== Input material
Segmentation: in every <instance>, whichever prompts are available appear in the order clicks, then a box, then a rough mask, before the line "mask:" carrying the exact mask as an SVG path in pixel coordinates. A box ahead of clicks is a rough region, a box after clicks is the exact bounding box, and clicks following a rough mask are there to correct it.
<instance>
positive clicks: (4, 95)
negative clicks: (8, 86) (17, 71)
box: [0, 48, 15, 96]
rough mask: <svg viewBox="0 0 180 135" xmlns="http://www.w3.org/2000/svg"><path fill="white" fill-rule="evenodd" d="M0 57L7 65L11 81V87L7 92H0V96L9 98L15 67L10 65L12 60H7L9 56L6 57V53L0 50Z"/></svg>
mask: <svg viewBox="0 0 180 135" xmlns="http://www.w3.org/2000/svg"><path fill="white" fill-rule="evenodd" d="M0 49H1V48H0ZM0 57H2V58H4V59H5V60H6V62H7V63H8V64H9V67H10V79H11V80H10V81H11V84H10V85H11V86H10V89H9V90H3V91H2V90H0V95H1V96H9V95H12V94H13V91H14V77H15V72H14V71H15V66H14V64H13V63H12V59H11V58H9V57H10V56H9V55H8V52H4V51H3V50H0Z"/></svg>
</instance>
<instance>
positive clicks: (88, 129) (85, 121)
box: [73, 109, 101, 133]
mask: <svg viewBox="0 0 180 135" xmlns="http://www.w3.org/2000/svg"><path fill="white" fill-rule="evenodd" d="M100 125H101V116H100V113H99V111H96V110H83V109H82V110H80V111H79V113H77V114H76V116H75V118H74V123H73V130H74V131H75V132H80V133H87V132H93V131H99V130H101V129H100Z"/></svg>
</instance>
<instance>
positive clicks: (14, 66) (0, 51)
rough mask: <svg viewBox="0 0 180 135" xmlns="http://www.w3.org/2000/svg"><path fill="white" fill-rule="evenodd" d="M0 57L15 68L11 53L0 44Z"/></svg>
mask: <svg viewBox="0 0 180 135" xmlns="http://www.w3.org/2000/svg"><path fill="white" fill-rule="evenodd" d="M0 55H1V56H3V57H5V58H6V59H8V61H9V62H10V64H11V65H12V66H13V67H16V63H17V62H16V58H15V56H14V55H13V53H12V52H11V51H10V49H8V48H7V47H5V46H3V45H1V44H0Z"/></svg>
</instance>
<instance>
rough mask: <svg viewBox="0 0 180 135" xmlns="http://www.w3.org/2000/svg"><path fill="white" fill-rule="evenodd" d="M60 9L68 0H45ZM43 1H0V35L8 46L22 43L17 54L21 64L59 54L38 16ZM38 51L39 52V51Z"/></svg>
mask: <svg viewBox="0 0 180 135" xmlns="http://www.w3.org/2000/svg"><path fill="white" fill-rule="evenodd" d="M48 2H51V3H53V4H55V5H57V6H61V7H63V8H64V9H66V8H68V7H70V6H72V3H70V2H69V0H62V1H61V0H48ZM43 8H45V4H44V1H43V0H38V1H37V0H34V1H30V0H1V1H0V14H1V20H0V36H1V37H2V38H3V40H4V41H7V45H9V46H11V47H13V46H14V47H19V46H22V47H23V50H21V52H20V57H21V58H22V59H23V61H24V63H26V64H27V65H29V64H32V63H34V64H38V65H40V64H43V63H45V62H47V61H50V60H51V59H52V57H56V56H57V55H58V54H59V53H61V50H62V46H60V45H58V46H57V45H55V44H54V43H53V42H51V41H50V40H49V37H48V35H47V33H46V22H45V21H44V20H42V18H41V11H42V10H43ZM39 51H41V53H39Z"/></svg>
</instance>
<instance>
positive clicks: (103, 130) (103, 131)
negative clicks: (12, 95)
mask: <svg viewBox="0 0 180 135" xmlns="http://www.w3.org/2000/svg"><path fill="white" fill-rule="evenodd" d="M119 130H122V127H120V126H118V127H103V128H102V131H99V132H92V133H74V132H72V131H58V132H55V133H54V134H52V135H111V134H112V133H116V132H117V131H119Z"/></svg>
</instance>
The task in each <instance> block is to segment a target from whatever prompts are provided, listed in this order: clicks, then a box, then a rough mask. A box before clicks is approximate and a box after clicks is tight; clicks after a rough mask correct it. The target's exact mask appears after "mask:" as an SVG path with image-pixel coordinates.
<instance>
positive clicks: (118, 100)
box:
====
• **Problem**:
All entries are to be reproduced verbatim, with none omitted.

• **Response box**:
Segmentation: in every <instance>, whichever prompts are available appear in the order clicks, then a box, then a rough mask, before the line "mask:" carrying the exact mask as an SVG path in pixel coordinates. A box ahead of clicks is a rough region, a box after clicks is the exact bounding box, and clicks following a rough mask are there to correct it.
<instance>
positive clicks: (4, 95)
negative clicks: (8, 86) (17, 71)
box: [0, 48, 15, 96]
rough mask: <svg viewBox="0 0 180 135" xmlns="http://www.w3.org/2000/svg"><path fill="white" fill-rule="evenodd" d="M0 57L7 65L11 81V87L7 92H0V96L9 98L15 67L10 65L12 60H7L9 56L6 57V53L0 50Z"/></svg>
mask: <svg viewBox="0 0 180 135" xmlns="http://www.w3.org/2000/svg"><path fill="white" fill-rule="evenodd" d="M0 49H1V48H0ZM0 57H2V58H4V59H5V60H6V62H7V63H8V64H9V67H10V79H11V80H10V81H11V84H10V85H11V86H10V89H9V90H3V91H2V90H0V95H1V96H9V95H12V94H13V91H14V77H15V72H14V71H15V66H14V64H13V63H12V59H11V58H9V57H10V56H9V55H8V52H4V51H3V50H0Z"/></svg>
</instance>
<instance>
positive clicks: (88, 129) (85, 121)
box: [73, 109, 101, 133]
mask: <svg viewBox="0 0 180 135" xmlns="http://www.w3.org/2000/svg"><path fill="white" fill-rule="evenodd" d="M100 125H101V116H100V113H99V111H96V110H83V109H82V110H80V111H79V113H77V114H76V116H75V118H74V123H73V130H74V131H75V132H80V133H87V132H93V131H99V130H101V129H100Z"/></svg>
</instance>
<instance>
positive clicks: (14, 66) (0, 51)
rough mask: <svg viewBox="0 0 180 135" xmlns="http://www.w3.org/2000/svg"><path fill="white" fill-rule="evenodd" d="M0 57L15 68L11 53L0 44Z"/></svg>
mask: <svg viewBox="0 0 180 135" xmlns="http://www.w3.org/2000/svg"><path fill="white" fill-rule="evenodd" d="M0 55H1V56H3V57H5V58H6V59H8V61H9V62H10V64H11V65H12V66H13V67H16V63H17V62H16V58H15V56H14V55H13V53H12V52H11V51H10V49H8V48H7V47H5V46H3V45H1V44H0Z"/></svg>
</instance>
<instance>
rough mask: <svg viewBox="0 0 180 135" xmlns="http://www.w3.org/2000/svg"><path fill="white" fill-rule="evenodd" d="M60 9L68 0H45ZM43 1H0V35L8 46L22 43L17 54L21 64L59 54L38 16ZM38 51L39 52V51Z"/></svg>
mask: <svg viewBox="0 0 180 135" xmlns="http://www.w3.org/2000/svg"><path fill="white" fill-rule="evenodd" d="M48 2H51V3H53V4H55V5H57V6H61V7H63V8H64V9H66V8H68V7H70V6H72V3H70V2H69V0H62V1H61V0H48ZM43 8H45V4H44V1H43V0H38V1H37V0H34V1H30V0H1V1H0V14H1V20H0V36H1V37H2V38H3V40H4V41H7V45H9V46H11V47H13V46H14V47H19V46H22V47H23V50H21V52H20V57H21V58H22V59H23V61H24V63H26V64H27V65H29V64H32V63H34V64H38V65H40V64H43V63H45V62H47V61H50V60H51V59H52V57H56V56H57V55H58V54H59V53H61V50H62V46H60V45H58V46H57V45H55V44H54V43H53V42H51V41H50V40H49V37H48V35H47V33H46V22H45V21H44V20H42V18H41V11H42V10H43ZM39 51H41V53H39Z"/></svg>
</instance>
<instance>
positive clicks: (103, 130) (103, 131)
negative clicks: (12, 95)
mask: <svg viewBox="0 0 180 135" xmlns="http://www.w3.org/2000/svg"><path fill="white" fill-rule="evenodd" d="M119 130H122V127H120V126H118V127H103V128H102V131H99V132H92V133H74V132H72V131H58V132H55V133H54V134H52V135H111V134H112V133H116V132H117V131H119Z"/></svg>
</instance>
The task in each <instance> block is to segment a target from whatever prompts are provided, listed in this order: clicks, then a box, then a rough mask. A box before clicks is approximate and a box after clicks is tight; clicks after a rough mask correct it. The target's exact mask appears after "mask:" as an SVG path with image-pixel coordinates.
<instance>
positive clicks: (118, 100)
box:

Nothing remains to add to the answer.